Region pointing data

------------------------

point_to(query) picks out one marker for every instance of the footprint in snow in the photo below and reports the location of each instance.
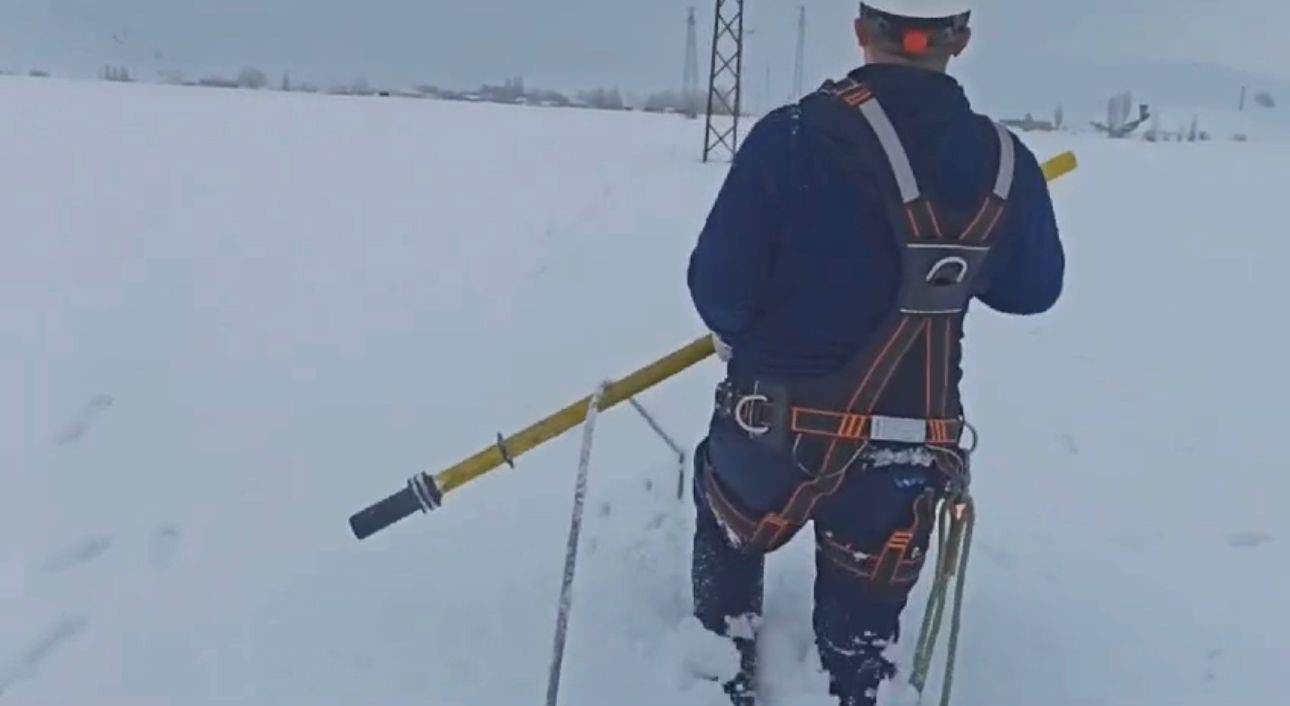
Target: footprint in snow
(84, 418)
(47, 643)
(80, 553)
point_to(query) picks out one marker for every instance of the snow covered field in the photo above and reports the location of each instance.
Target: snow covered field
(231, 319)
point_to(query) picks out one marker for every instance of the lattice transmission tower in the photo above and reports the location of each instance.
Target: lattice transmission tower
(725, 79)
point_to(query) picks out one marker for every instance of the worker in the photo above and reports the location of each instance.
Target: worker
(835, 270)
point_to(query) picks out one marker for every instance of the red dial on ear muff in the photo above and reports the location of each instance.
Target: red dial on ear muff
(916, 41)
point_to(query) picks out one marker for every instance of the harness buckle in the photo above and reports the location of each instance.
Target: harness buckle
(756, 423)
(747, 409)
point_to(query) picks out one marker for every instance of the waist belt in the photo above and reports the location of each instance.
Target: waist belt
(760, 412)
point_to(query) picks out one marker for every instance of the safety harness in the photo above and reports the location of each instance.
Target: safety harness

------------------------

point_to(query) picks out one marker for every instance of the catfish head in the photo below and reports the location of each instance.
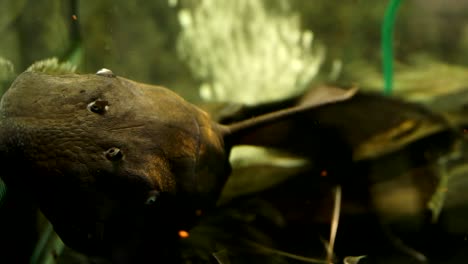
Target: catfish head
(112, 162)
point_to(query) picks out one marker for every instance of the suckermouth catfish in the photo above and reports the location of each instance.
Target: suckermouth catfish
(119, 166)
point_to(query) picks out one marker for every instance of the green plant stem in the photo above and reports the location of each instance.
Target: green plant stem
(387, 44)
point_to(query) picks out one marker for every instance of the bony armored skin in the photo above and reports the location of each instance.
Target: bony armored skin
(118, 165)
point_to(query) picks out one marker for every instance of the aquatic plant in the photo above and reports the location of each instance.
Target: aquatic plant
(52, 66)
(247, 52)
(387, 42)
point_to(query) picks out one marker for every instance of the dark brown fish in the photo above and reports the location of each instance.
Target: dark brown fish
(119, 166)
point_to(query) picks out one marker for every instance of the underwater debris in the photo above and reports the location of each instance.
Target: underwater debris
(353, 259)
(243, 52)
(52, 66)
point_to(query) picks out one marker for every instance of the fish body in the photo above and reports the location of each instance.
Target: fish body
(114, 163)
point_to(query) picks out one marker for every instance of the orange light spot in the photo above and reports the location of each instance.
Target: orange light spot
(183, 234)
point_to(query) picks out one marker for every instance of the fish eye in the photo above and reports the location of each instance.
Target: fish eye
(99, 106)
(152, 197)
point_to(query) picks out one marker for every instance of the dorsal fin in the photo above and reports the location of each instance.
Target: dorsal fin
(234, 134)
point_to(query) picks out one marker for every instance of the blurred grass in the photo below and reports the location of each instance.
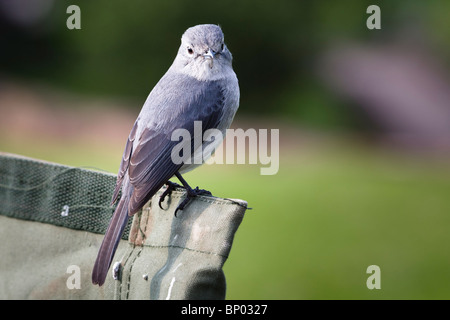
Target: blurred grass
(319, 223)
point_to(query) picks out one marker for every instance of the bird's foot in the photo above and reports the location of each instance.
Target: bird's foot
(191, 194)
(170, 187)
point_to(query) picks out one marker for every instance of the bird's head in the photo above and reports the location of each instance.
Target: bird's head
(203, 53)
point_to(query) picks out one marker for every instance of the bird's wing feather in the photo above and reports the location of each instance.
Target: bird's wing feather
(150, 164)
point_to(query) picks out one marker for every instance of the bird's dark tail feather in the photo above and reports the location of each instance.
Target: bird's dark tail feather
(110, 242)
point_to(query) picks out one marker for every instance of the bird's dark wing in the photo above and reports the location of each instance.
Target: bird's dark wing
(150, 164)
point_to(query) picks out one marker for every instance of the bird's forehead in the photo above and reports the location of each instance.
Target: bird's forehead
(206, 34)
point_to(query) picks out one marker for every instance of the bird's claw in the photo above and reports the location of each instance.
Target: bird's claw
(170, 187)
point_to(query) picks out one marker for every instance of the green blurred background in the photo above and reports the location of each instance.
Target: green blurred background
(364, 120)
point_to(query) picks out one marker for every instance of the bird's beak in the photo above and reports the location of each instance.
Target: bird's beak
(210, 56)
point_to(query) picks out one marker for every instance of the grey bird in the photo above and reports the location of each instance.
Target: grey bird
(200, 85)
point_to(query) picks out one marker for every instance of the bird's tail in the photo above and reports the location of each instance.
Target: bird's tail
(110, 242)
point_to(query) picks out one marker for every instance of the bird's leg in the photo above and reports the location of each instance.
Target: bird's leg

------------------------

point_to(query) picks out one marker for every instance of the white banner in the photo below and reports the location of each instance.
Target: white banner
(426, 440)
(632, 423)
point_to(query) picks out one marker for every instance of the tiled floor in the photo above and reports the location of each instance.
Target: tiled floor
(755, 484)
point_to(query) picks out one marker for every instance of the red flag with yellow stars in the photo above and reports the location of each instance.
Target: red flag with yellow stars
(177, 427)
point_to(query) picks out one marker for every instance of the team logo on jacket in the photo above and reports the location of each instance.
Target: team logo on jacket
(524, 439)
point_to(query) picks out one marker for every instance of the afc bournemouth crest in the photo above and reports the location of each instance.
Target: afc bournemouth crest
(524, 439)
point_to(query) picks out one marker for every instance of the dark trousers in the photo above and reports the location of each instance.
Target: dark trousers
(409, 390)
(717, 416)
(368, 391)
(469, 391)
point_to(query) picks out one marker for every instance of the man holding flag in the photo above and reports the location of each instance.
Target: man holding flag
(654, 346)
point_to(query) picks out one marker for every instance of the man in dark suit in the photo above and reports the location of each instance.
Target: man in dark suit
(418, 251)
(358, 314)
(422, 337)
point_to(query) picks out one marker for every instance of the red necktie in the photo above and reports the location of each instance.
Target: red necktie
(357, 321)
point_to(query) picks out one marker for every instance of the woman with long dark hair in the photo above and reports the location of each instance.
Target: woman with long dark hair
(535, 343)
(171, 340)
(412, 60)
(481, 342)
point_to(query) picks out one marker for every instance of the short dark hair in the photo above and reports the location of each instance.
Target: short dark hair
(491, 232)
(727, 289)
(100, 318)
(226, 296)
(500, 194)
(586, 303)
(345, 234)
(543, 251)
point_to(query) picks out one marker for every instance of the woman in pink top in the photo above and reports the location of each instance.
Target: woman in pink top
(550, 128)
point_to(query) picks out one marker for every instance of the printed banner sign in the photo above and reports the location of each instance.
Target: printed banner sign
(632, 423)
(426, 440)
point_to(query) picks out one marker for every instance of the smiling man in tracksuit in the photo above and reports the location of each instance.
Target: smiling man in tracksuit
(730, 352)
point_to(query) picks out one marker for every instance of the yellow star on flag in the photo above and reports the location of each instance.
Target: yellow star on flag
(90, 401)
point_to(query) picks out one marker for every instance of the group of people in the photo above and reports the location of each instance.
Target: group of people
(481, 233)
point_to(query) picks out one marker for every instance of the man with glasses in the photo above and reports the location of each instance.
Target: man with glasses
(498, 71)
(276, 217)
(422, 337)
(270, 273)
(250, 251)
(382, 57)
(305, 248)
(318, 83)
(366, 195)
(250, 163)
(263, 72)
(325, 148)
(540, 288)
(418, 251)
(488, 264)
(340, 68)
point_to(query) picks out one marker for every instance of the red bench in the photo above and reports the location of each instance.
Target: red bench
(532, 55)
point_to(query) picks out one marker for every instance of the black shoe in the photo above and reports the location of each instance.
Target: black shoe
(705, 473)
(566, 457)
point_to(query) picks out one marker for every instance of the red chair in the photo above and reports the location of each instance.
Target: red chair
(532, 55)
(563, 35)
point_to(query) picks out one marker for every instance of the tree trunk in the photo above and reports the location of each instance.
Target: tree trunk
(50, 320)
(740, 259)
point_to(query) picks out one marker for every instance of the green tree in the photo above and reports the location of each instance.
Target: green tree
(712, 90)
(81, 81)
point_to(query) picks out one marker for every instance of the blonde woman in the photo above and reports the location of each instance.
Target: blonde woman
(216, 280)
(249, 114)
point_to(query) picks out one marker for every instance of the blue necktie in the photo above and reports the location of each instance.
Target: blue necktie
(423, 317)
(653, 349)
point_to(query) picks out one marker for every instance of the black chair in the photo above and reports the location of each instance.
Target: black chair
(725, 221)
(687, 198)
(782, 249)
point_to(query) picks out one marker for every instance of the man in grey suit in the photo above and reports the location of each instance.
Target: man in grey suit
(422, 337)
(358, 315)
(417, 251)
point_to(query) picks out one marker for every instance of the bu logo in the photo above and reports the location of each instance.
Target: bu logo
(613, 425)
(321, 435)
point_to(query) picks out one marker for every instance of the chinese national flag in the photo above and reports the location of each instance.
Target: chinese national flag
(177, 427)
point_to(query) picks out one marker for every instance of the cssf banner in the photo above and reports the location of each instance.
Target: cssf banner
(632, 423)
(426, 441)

------------------------

▸ **PROBLEM TO SOLVE**
Repeat word for word the lines above that run from the line containing "Target: catfish head" through the line containing "of the orange", both ends included, and nothing else.

▸ **REPLY TO THE EXERCISE**
Target: catfish head
(112, 162)
point_to(query) picks out one marker for every instance of the suckermouth catfish in the photo above and reports the location of each instance.
Target: suckermouth catfish
(119, 166)
point_to(query) picks out one marker for every instance of the green plant stem in the photo above and reports the location of each instance.
Target: green plant stem
(387, 44)
point_to(query) picks out one marker for every instance of the bony armored skin in the photo above and reports the location of each instance.
Target: bony armored skin
(118, 165)
point_to(query) picks out one marker for every instance of the aquatic plant in the photo above and reports the location of each instance.
Target: aquatic plant
(52, 66)
(247, 52)
(387, 42)
point_to(query) picks out one marker for every instance of the dark brown fish in the photo above and reports the location of each instance.
Target: dark brown fish
(119, 166)
point_to(query) picks out one marker for every instance of the underwater debris in the photo above and reports the location of each instance.
Target: underwater debris
(353, 259)
(243, 52)
(52, 66)
point_to(query) picks out one marker for every instance of the fish body in the photo above and reports the location of each instance.
Target: fish body
(114, 163)
point_to(query) picks out one marker for every instance of the orange light spot in the photo above and reports the location of each instance.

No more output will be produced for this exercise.